--- Begin Source passage ---

For the purpose of section 2(3) of the UK Law of Property (Miscellaneous Provisions) Act 1989 (and similarly, for the purpose of section 37(2) of the Registered Land Law), can the contract be “signed” by an email that incorporates an automatically generated email footer? In apparently the first UK case to deal with this specific issue, the County Court of Manchester has answered “Yes”. The case is the decision of His Honour Judge Pearce (HHJ Pearce) in Neocleous & Anor v Rees  EWHC 2462 (Ch) (20 September 2019).
Neocleous & Anor v Rees
In that case, the parties’ solicitors agreed in an exchange of emails (constituting a single email chain) to compromise the dispute by the defendant (R) transferring to the claimants (N) a small piece of land adjacent to Lake Windermere in consideration of £175,000 to be paid by N to R. N subsequently sought specific performance of the compromise agreement.
R argued that the emails exchanged between the parties’ solicitors did not satisfy the requirement that the contract had to be “signed” by or on behalf of each party. This was because the purported signature by R’s solicitor on an email setting out the main terms of the settlement agreed between the parties arose from the automatic generation of his name, occupation, role and contact details at the foot of the email.

--- End Source passage ---
--- Begin Records ---

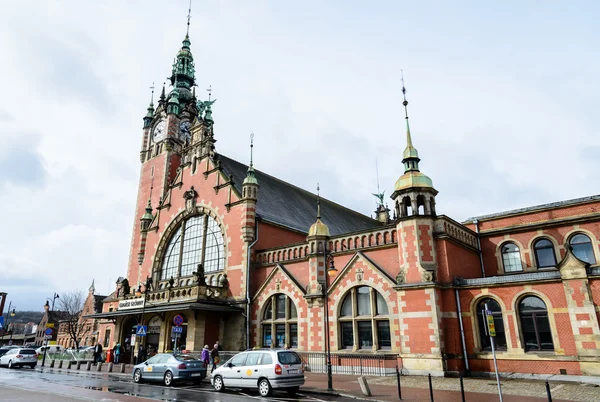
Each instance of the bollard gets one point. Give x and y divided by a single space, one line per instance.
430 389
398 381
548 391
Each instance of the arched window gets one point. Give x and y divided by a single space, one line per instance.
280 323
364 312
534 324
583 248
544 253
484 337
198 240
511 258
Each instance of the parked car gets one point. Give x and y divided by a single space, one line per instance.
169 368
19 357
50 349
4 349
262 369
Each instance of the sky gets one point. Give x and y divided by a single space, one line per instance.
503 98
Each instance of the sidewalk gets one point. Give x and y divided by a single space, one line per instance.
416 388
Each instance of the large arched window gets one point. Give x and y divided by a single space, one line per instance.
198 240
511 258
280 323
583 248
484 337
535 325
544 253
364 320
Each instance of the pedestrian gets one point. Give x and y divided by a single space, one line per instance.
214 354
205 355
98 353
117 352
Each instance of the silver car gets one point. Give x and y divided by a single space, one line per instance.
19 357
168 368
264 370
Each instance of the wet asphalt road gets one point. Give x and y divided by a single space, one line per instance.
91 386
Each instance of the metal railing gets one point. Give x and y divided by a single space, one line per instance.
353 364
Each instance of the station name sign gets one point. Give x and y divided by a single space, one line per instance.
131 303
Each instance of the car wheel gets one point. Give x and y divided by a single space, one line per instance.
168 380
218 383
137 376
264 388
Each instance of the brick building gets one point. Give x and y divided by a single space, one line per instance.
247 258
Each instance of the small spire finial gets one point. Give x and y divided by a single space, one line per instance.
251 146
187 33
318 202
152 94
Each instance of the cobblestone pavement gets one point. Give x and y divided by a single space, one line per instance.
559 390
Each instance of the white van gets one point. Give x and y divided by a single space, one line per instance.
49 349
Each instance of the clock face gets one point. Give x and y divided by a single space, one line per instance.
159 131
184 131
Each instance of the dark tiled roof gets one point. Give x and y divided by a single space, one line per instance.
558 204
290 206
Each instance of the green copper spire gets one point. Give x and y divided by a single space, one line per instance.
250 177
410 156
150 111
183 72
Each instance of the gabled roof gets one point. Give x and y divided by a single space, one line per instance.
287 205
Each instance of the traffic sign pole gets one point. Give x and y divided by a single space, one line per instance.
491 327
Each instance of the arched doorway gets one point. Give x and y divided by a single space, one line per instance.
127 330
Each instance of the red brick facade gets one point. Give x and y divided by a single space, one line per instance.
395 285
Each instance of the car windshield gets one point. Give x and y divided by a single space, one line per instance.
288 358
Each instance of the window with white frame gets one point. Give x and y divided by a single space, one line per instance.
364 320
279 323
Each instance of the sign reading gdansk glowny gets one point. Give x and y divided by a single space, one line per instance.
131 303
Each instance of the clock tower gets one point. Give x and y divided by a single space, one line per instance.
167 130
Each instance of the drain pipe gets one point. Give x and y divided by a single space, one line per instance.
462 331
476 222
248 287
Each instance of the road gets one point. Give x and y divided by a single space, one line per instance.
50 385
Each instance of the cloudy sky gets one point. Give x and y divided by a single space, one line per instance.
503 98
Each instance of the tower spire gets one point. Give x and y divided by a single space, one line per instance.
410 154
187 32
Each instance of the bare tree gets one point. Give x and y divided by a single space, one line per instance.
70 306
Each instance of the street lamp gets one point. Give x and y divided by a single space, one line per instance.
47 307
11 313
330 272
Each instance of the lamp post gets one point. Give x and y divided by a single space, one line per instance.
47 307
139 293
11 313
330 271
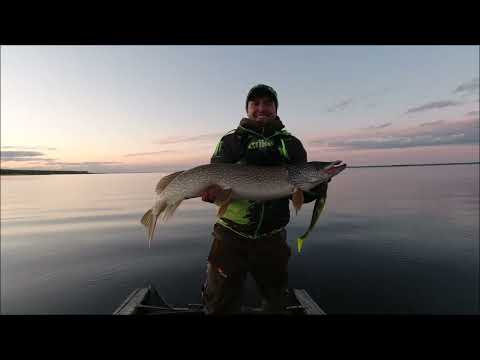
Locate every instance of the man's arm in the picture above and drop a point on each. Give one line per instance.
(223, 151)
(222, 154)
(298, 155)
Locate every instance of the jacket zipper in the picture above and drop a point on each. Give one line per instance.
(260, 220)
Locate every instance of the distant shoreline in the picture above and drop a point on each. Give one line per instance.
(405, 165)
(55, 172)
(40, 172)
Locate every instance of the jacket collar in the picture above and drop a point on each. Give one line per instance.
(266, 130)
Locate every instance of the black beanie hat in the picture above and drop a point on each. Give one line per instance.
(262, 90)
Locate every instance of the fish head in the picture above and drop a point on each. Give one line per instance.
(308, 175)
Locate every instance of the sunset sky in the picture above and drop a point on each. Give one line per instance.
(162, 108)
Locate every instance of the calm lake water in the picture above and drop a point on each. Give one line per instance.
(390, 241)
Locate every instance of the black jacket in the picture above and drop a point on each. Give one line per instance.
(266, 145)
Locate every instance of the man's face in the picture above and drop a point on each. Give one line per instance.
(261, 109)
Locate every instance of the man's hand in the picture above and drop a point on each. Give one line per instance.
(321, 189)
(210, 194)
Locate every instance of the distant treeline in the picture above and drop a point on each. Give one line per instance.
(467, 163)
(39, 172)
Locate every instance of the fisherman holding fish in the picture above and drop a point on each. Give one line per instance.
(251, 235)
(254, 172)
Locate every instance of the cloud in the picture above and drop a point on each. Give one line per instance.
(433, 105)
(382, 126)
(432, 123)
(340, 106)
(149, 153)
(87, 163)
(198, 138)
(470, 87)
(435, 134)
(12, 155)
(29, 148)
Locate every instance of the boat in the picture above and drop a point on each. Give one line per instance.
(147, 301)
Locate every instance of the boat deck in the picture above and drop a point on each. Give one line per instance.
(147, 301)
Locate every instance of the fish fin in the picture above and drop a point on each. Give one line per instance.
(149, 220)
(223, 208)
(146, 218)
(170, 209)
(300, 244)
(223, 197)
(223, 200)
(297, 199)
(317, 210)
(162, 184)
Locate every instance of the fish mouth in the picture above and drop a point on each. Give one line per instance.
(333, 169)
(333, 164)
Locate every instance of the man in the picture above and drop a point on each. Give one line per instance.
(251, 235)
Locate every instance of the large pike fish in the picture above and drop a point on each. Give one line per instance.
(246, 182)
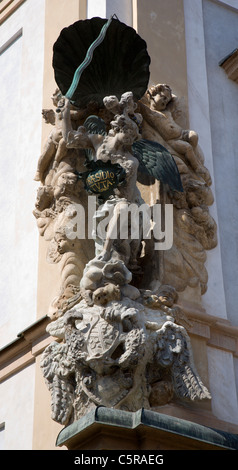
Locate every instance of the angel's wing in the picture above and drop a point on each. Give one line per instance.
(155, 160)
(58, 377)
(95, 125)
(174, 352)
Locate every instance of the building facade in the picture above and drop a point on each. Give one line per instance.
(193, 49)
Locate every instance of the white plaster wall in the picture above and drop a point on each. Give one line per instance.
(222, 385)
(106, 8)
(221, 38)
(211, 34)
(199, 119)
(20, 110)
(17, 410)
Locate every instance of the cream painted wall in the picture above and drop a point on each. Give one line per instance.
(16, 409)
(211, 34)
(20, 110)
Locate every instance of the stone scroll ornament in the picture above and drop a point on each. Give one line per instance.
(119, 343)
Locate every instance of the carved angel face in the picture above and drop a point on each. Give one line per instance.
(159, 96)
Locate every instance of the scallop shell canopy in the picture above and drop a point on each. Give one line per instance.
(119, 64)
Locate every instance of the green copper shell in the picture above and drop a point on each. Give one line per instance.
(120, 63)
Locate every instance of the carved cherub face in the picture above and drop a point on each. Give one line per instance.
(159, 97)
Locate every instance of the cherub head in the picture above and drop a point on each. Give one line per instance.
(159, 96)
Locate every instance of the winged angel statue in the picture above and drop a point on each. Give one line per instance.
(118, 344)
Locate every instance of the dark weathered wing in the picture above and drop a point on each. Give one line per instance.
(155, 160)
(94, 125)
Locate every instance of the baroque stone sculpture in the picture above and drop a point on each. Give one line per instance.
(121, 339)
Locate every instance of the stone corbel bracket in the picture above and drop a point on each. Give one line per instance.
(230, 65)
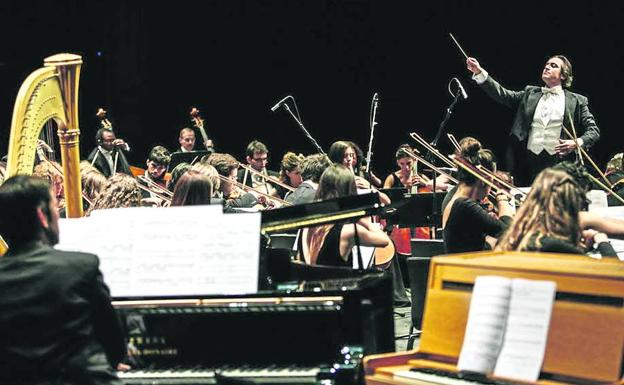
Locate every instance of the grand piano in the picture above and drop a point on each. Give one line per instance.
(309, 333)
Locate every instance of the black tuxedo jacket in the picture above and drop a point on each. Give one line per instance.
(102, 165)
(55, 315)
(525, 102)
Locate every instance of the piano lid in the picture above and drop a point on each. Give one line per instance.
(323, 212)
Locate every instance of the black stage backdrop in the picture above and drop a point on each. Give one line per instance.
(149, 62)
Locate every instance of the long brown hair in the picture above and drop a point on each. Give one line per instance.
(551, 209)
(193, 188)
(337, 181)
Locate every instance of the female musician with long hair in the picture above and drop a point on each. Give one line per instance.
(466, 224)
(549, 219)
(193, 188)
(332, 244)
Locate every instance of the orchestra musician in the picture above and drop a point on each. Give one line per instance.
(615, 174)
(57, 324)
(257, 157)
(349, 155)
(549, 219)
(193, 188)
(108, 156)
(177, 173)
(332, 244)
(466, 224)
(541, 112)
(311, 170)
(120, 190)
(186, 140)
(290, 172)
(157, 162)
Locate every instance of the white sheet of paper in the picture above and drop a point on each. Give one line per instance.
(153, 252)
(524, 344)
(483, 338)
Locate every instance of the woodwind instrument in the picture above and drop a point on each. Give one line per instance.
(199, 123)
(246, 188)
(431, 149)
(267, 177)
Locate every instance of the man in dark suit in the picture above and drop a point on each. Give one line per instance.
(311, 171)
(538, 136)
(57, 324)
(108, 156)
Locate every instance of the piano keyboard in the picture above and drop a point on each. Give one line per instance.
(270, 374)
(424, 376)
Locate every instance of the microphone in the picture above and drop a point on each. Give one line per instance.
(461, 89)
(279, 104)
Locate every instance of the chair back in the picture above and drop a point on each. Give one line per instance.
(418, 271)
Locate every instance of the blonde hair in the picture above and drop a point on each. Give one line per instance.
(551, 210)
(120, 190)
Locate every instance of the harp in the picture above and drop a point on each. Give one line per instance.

--- End Records ---
--- Begin Records ---

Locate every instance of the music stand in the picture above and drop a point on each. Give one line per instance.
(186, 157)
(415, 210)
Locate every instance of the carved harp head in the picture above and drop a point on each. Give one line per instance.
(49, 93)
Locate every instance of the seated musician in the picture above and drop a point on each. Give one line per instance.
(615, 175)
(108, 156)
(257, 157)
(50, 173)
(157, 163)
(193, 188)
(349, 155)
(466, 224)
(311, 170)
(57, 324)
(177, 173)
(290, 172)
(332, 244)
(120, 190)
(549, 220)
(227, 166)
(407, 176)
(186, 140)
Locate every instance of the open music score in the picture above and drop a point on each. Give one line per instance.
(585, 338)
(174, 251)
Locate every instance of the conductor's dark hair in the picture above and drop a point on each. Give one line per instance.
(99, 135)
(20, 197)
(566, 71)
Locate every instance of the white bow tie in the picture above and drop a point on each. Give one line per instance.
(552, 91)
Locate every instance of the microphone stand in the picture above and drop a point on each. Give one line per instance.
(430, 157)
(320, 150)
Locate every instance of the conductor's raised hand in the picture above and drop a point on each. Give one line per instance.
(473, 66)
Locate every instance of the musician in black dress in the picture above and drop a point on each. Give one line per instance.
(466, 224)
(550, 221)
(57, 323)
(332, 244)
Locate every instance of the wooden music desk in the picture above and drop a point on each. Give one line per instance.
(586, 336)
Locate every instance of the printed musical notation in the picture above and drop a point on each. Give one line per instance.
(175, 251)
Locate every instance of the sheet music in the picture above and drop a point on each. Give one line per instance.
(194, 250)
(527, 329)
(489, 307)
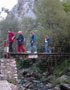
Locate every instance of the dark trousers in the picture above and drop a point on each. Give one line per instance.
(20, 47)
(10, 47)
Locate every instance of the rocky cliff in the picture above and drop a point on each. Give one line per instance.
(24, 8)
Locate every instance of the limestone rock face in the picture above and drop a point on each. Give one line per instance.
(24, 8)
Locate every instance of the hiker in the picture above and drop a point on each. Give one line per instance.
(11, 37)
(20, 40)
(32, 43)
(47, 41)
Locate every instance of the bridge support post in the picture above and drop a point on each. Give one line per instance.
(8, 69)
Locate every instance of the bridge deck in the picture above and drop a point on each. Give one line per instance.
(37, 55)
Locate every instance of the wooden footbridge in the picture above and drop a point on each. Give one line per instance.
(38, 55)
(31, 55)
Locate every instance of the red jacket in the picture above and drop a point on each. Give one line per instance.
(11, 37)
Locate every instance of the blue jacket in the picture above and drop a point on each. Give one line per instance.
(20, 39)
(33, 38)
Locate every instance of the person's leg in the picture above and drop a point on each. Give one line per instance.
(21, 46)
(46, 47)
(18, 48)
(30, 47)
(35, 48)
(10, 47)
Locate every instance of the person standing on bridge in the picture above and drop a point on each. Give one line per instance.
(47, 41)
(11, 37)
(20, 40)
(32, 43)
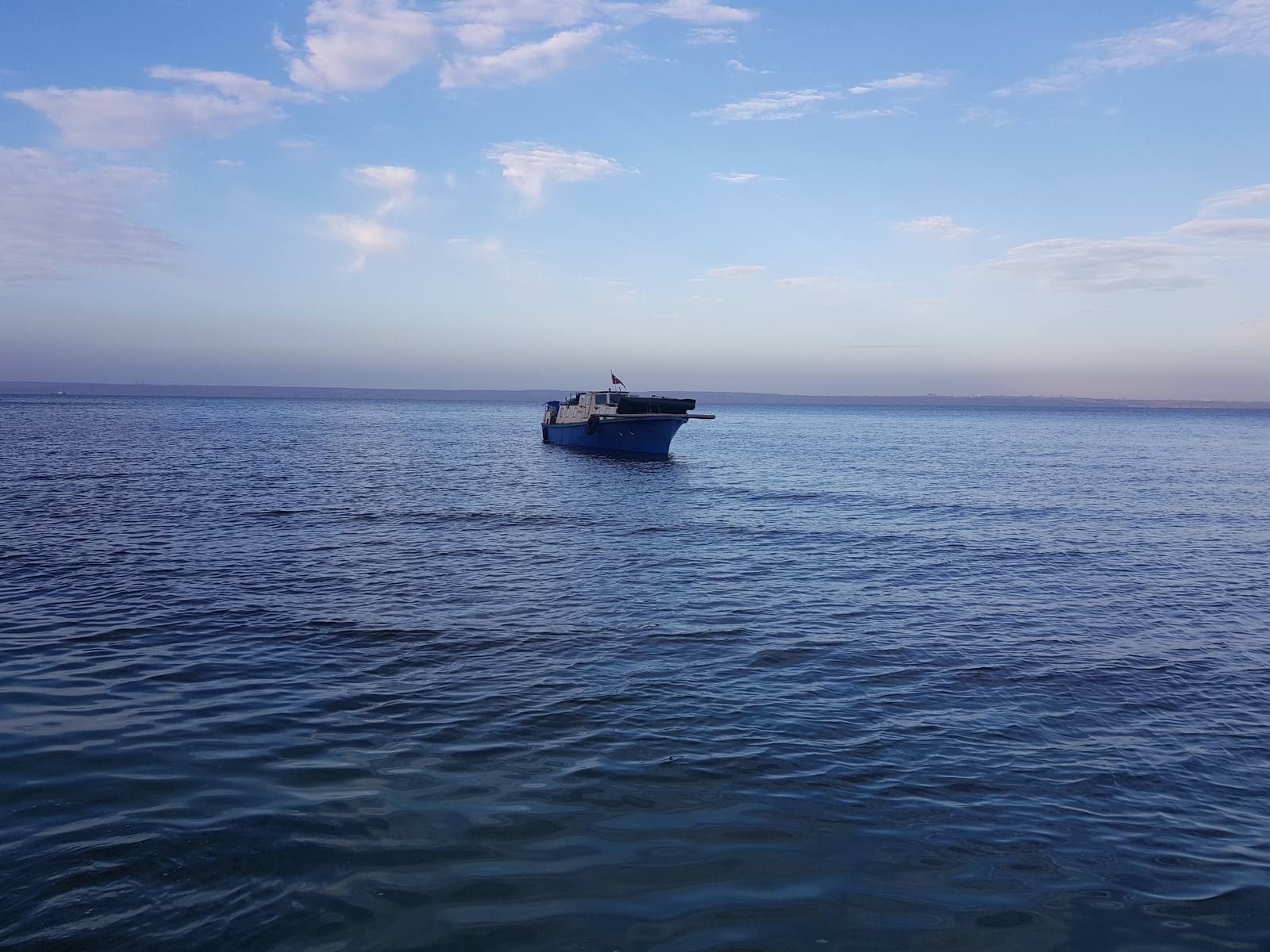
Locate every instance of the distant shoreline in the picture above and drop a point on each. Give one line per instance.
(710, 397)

--- End Records ---

Actions to take -
[a] Please list every line of the records that contains the string "window".
[b] Continue the passage on the email-signature case, picking up right after its last sentence.

Answers provided -
[a]
Each instance of the arched window gets one point. Give x and y divided by a single space, one line per instance.
Each instance of the large arched window gets one point. Give x and y divided by a single space, one line per instance.
Each instance of the window with white frame gets one point. Give x and y divided by a single space, one line per instance.

[b]
HHJ Pearce found for N, holding that the automatic email footer was a sufficient act of signing.
I quote the following summary of the decision from a UK source:
“A name in the ‘footer’ of an email amounted to a signature for the purposes of section 2 of the 1989 Act as long as the name was applied with authenticating intent. In this case, therefore, R’s solicitor had signed the relevant email on behalf of R.
Although under the email account’s settings the relevant words were added automatically to every email without any action or intention on the solicitor's part, the setting up of that rule in the first place had involved the conscious action of a person. It was difficult therefore to distinguish between a name and other details added pursuant to a general rule from the situation where the sender manually adds those details to every email, especially as the recipient of the email has no way of knowing whether the details were added automatically or manually. Looked at objectively, the presence of the name indicated a clear intention to associate the author with the email.
It was also relevant that R’s solicitor had inserted the words “Many thanks” before the automatic footer in his email as this strongly suggested that the solicitor was relying on the automatic footer to sign off his name.”
Electronic Transactions Law (2003 Revision)
In a Cayman context, the Electronic Transactions Law (2003 Revision) lends support to the outcome in Neocleous & Anor v Rees. In that Law, “electronic signature” is defined to mean “an electronic sound, symbol or process attached to or logically associated with an electronic record and executed or adopted by a person with the intent to sign the electronic record”. Based on Neocleous & Anor v Rees, it may be argued that an email footer satisfies this definition. Assuming that to be the case, Part V of the Law, especially section 18 & 19, deals with the application of electronic signatures in the Cayman Islands.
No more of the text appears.